• Problem to solve: Count the lines in the records below that contain the word "leather". Give only the number.
** begin Data shown **
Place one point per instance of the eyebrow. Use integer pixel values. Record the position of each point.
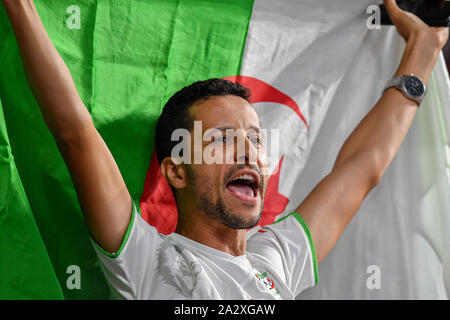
(224, 129)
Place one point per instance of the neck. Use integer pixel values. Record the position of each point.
(212, 233)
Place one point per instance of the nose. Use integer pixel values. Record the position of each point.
(245, 151)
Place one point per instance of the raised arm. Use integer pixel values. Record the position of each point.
(103, 196)
(373, 144)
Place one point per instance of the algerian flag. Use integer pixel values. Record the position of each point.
(315, 70)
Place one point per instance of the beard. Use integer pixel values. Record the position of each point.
(219, 210)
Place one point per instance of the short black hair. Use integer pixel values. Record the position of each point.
(175, 114)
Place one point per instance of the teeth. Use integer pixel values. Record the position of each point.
(245, 177)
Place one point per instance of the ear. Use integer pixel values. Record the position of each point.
(174, 173)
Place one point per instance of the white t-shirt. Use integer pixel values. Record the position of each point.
(279, 263)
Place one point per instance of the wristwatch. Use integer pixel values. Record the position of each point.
(411, 86)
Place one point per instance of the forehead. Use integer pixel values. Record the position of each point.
(225, 111)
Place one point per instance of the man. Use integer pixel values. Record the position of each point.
(209, 257)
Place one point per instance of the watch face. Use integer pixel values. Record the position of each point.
(414, 86)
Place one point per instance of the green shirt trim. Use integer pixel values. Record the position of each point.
(115, 255)
(311, 243)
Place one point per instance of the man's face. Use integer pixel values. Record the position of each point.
(231, 191)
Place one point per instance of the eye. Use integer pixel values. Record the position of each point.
(256, 140)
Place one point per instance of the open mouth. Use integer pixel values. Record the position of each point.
(244, 186)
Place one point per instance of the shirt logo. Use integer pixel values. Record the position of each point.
(267, 282)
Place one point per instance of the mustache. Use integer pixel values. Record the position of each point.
(238, 167)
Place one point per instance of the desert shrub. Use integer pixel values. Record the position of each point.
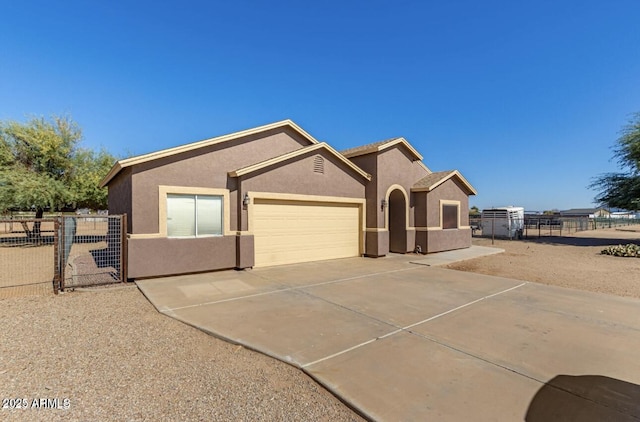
(630, 250)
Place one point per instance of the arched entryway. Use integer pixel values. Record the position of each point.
(397, 221)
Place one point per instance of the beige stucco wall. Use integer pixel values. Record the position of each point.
(206, 168)
(390, 168)
(297, 176)
(444, 240)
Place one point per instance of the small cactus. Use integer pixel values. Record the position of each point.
(630, 250)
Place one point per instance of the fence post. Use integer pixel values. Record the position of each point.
(123, 248)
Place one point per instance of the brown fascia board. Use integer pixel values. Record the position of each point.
(119, 165)
(287, 156)
(446, 176)
(381, 146)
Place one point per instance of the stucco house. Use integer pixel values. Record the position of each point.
(274, 195)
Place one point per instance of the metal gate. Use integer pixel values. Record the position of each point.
(66, 251)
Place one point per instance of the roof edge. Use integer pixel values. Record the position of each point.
(119, 165)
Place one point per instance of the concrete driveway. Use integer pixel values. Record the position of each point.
(402, 341)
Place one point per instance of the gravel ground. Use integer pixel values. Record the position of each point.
(569, 261)
(114, 357)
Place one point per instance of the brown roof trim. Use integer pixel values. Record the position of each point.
(201, 144)
(280, 158)
(381, 146)
(433, 180)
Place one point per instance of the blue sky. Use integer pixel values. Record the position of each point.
(525, 98)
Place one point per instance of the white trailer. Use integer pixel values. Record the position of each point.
(503, 222)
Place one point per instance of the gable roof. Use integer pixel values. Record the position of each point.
(433, 180)
(119, 165)
(304, 150)
(380, 146)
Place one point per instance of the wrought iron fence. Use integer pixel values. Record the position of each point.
(541, 226)
(67, 251)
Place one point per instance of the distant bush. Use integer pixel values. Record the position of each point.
(631, 250)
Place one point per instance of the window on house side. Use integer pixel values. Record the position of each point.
(194, 215)
(449, 216)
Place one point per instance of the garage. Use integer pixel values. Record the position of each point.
(287, 232)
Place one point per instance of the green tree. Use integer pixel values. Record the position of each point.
(42, 167)
(622, 189)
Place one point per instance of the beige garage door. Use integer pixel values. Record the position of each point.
(287, 232)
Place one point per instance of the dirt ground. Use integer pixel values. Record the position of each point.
(570, 261)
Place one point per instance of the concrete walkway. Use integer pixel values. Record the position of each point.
(400, 341)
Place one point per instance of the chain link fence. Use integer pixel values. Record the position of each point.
(64, 251)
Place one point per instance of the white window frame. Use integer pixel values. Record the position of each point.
(164, 191)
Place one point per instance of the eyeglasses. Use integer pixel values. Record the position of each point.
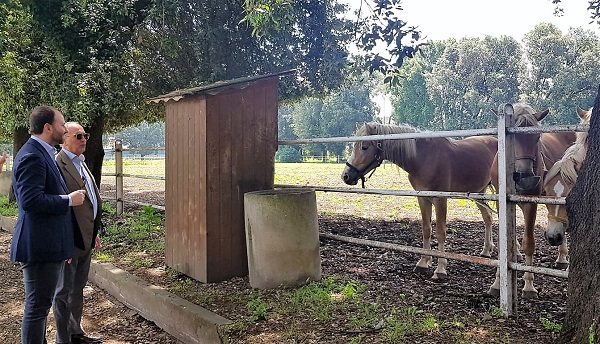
(80, 136)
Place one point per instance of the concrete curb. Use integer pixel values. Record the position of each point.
(182, 319)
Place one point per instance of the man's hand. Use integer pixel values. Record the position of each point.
(77, 197)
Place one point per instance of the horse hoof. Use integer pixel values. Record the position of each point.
(494, 292)
(562, 266)
(421, 270)
(529, 294)
(439, 277)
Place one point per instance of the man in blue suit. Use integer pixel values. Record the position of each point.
(43, 236)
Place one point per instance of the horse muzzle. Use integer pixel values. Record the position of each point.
(555, 235)
(525, 181)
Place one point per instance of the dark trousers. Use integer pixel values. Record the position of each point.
(40, 284)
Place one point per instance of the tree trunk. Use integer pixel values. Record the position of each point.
(583, 209)
(94, 152)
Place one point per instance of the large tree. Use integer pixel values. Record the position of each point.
(70, 54)
(583, 208)
(98, 60)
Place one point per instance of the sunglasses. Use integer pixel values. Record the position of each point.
(80, 136)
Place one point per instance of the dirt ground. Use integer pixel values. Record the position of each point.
(388, 276)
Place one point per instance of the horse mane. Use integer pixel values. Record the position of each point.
(398, 151)
(524, 115)
(568, 166)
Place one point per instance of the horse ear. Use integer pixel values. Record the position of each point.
(581, 112)
(540, 115)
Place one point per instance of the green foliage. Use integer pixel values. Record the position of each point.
(8, 208)
(288, 154)
(332, 116)
(108, 209)
(550, 325)
(380, 25)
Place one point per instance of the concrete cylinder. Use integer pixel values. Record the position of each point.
(282, 237)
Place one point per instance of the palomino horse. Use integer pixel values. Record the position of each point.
(559, 182)
(534, 154)
(433, 164)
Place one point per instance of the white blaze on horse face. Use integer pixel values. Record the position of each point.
(558, 189)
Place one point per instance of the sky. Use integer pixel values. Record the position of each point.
(442, 19)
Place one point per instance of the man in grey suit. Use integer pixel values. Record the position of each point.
(43, 237)
(68, 302)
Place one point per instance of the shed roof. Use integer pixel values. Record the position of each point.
(215, 88)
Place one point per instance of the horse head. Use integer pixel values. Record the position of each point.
(366, 156)
(560, 180)
(528, 165)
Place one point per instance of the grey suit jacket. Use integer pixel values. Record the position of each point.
(85, 226)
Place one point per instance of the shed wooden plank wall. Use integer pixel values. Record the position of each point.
(218, 147)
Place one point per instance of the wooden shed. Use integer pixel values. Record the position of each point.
(221, 141)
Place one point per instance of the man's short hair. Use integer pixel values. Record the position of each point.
(40, 115)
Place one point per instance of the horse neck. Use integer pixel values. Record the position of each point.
(409, 154)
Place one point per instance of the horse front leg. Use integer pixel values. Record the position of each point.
(441, 208)
(529, 214)
(424, 263)
(563, 251)
(488, 243)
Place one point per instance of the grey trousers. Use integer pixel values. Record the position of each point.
(68, 300)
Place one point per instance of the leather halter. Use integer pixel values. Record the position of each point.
(373, 164)
(517, 176)
(559, 219)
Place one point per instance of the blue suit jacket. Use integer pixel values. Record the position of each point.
(44, 231)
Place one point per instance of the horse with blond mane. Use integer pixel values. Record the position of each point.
(534, 153)
(433, 164)
(559, 182)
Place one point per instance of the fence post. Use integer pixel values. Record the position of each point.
(506, 213)
(119, 175)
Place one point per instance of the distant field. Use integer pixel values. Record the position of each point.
(388, 176)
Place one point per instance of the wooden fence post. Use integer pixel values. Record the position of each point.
(506, 213)
(119, 175)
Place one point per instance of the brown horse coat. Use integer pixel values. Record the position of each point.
(432, 164)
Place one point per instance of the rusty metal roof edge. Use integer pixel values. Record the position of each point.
(215, 88)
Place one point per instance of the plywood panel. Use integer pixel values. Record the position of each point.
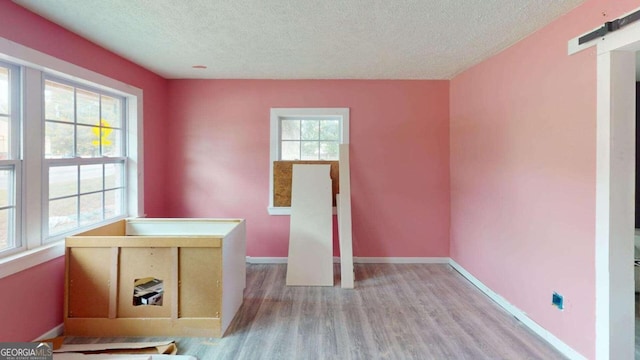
(282, 174)
(200, 275)
(310, 261)
(139, 263)
(88, 282)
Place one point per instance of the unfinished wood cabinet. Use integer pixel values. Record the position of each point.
(155, 277)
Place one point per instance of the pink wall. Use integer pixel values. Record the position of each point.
(399, 158)
(23, 317)
(523, 144)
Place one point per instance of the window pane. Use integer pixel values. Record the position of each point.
(329, 150)
(58, 140)
(113, 203)
(88, 107)
(5, 229)
(310, 150)
(63, 181)
(4, 91)
(111, 142)
(330, 130)
(6, 184)
(88, 141)
(290, 129)
(90, 209)
(113, 175)
(290, 150)
(4, 137)
(58, 101)
(112, 111)
(62, 215)
(309, 129)
(90, 178)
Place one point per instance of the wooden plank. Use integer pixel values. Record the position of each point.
(195, 327)
(143, 241)
(175, 282)
(282, 175)
(344, 221)
(140, 263)
(114, 229)
(113, 282)
(310, 261)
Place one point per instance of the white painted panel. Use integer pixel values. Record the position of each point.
(344, 220)
(180, 227)
(234, 273)
(310, 261)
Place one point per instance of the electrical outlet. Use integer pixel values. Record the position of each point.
(557, 300)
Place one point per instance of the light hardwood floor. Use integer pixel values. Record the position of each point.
(408, 311)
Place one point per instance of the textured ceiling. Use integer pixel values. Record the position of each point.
(303, 39)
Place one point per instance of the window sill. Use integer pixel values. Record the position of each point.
(282, 210)
(30, 258)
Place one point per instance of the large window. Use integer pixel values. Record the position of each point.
(9, 157)
(71, 154)
(305, 134)
(84, 154)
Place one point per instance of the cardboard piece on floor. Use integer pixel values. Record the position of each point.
(343, 203)
(310, 261)
(142, 348)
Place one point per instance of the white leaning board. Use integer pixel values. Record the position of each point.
(343, 202)
(310, 261)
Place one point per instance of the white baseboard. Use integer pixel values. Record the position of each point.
(55, 332)
(519, 314)
(266, 260)
(401, 260)
(359, 260)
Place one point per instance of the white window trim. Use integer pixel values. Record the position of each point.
(274, 153)
(35, 63)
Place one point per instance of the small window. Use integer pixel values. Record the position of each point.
(309, 138)
(305, 134)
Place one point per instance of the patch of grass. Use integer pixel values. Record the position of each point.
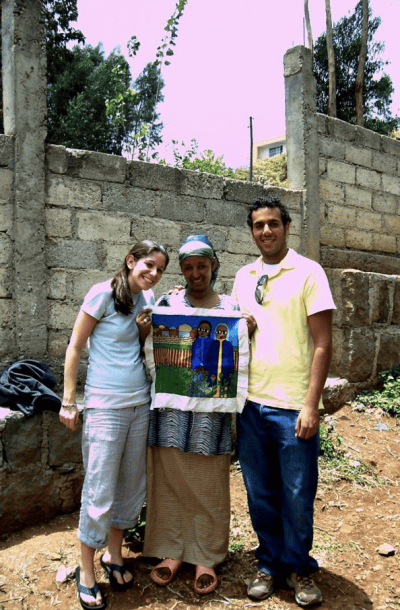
(335, 466)
(235, 546)
(386, 396)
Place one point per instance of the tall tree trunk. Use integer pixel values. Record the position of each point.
(361, 63)
(331, 61)
(309, 32)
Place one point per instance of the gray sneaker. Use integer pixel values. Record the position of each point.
(261, 586)
(306, 592)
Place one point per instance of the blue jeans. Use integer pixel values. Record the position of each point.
(114, 443)
(280, 472)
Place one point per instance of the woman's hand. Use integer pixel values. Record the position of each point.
(251, 323)
(176, 289)
(143, 320)
(69, 416)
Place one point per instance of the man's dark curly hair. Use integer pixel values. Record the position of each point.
(268, 202)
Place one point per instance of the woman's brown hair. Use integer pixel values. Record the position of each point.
(121, 292)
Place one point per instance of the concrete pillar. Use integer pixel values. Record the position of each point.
(24, 96)
(302, 142)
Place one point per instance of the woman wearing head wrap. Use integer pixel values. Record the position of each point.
(188, 506)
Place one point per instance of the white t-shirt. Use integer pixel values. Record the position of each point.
(116, 374)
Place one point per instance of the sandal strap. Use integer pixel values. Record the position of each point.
(116, 568)
(89, 590)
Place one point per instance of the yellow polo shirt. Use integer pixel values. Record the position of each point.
(282, 348)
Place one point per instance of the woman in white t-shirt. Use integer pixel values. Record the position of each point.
(114, 320)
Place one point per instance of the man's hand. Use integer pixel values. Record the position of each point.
(251, 323)
(307, 422)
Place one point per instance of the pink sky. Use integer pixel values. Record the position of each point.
(228, 62)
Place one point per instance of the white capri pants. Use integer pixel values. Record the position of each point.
(114, 445)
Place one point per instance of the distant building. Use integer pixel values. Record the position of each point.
(269, 148)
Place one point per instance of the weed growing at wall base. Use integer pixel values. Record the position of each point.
(386, 396)
(335, 465)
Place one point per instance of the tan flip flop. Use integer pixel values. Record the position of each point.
(200, 570)
(173, 566)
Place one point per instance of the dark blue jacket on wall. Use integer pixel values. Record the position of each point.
(27, 385)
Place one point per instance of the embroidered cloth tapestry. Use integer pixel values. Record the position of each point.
(198, 361)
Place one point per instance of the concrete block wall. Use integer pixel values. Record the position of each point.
(98, 205)
(41, 470)
(366, 325)
(359, 189)
(7, 328)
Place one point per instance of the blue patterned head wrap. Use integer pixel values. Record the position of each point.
(199, 245)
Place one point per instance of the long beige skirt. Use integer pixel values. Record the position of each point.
(188, 506)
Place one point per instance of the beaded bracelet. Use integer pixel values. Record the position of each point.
(69, 407)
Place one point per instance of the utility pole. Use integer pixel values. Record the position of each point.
(251, 149)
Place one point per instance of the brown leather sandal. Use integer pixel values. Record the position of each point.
(173, 566)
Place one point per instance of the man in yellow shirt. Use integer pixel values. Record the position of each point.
(288, 300)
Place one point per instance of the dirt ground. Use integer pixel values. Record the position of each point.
(351, 521)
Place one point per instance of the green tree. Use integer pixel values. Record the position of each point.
(80, 114)
(206, 161)
(143, 132)
(271, 170)
(378, 87)
(58, 15)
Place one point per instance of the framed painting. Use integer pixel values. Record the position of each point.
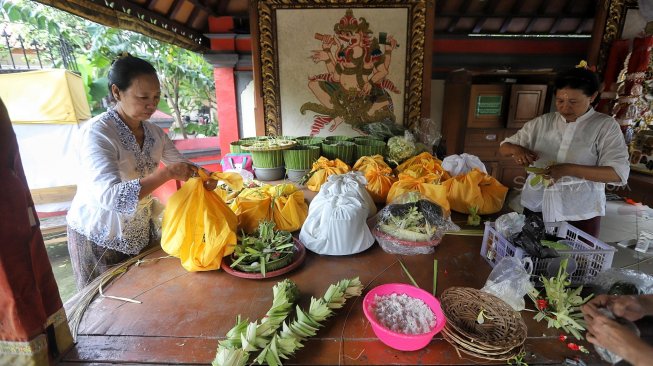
** end Data shown **
• Task output: 2